> [Text block]:
2. The torque box of claim 1, wherein the bottom surface further
defines a second raised portion.
3. The torque box of claim 2, wherein the first raised portion and
the second raised portion are positioned on opposite sides of a
midline of bottom surface.
4. The torque box of claim 3, wherein the first raised portion and
the second raised portion are equidistant from the midline.
5. The torque box of claim 1, wherein the bottom surface defines a
third raised portion along a midline of the bottom surface, the
third raised portion configured to engage a draft sill of the
railcar.
6. The torque box of claim 1, wherein the front plate is shaped to
engage the first raised portion.
7. The torque box of claim 1, wherein bottom surface is configured
to be positioned above a draft sill of the railcar along a midline
of the bottom surface.
8. A railcar comprising: a body segment; a wheel structure coupled
to the body segment; and a torque box coupled to the body segment,
the torque box comprising: a front plate; and a bottom surface
coupled to the front plate such that the bottom surface is
orthogonal to front plate and such that front plate extends along
the bottom surface, the bottom surface defining a first raised
portion configured to fit over a wheel of the wheel structure,
wherein the torque box is aligned with a top chord such that there
is no vertical offset between the torque box and the top chord, and
wherein the top chord is a part of the body segment.
9. The railcar of claim 8, wherein the bottom surface further
defines a second raised portion.
10. The railcar of claim 9, wherein the first raised portion and
the second raised portion are positioned on opposite sides of a
midline of bottom surface.
11. The railcar of claim 10, wherein the first raised portion and
the second raised portion are equidistant from the midline.
12. The railcar of claim 8, wherein the bottom surface defines a
third raised portion along a midline of the bottom surface, the
third raised portion configured to engage a draft sill of the
railcar.
13. The railcar of claim 8, wherein the front plate is shaped to
engage the first raised portion.
14. The railcar of claim 8, wherein bottom surface is configured to
be positioned above a draft sill of the railcar along a midline of
the bottom surface.

> [Dataset rows]:

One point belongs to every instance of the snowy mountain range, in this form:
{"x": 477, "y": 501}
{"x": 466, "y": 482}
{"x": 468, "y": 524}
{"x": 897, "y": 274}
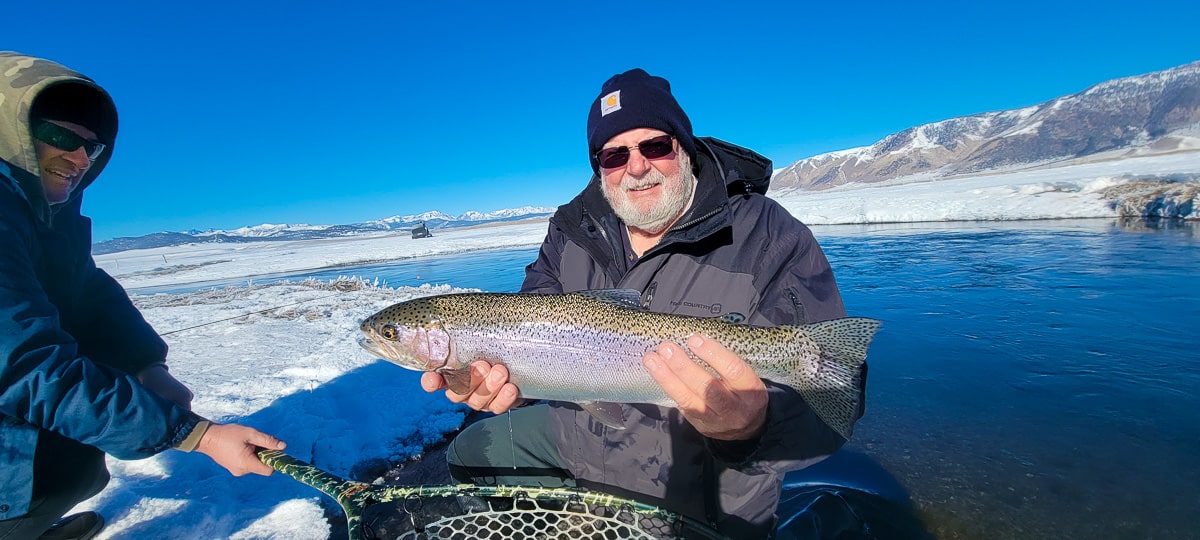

> [Direction A]:
Do these statements agree with the railcar torque box claims above? (i) Claim 4 places the first and second raised portions equidistant from the midline. (ii) Claim 8 has the bottom surface parallel to the front plate. (iii) Claim 5 has the third raised portion configured to engage a wheel. Answer yes or no for each and quote the deciding words.
> [Direction B]:
Can you pick up the railcar torque box claims after claim 14 and write what comes next?

> [Exercise output A]:
(i) Yes: "the first raised portion and the second raised portion are equidistant from the midline."
(ii) No: "the bottom surface is orthogonal to front plate."
(iii) No: "the third raised portion configured to engage a draft sill of the railcar."

> [Exercise output B]:
15. A method comprising: attaching a torque box to a well car, the
well car comprising a wheel structure, the torque box comprising: a
front plate; and a bottom surface coupled to the front plate such
that the bottom surface is orthogonal to front plate and such that
front plate extends along the bottom surface, the bottom surface
defining a first raised portion configured to fit over a wheel of
the wheel structure; and attaching the well car to a railcar,
wherein the torque box is aligned with a top chord such that there
is no vertical offset between the torque box and the top chord, and
wherein the top chord is a part of a body segment of the
railcar.
16. The method of claim 15, wherein the bottom surface further
defines a second raised portion.
17. The method of claim 16, wherein the first raised portion and
the second raised portion are positioned on opposite sides of a
midline of bottom surface.
18. The method of claim 17, wherein the first raised portion and
the second raised portion are equidistant from the midline.
19. The method of claim 15, wherein the bottom surface defines a
third raised portion along a midline of the bottom surface, the
third raised portion configured to engage a draft sill of the
railcar.
20. The method of claim 15, wherein the front plate is shaped to
engage the first raised portion.
21. The method of claim 15, wherein bottom surface is configured to
be positioned above a draft sill of the railcar along a midline of
the bottom surface.
Description
TECHNICAL FIELD
This disclosure relates generally to configuring a railroad freight
car (also referred to as a "railcar").
BACKGROUND
Railcars are configured to store and transport freight across long
distances. As more freight is placed inside a railcar, the stress
placed on the structure of the railcar increases.
SUMMARY
Railcars are configured to store and transport freight across long
distances. For example, railcars may store and transport
automobiles, military equipment, livestock, construction equipment,
etc. As more freight is loaded and transported by the railcar, the
stress placed on the railcar and connections to other railcars
increases. If this stress is not controlled, the railcar may break,
deform, or otherwise fail.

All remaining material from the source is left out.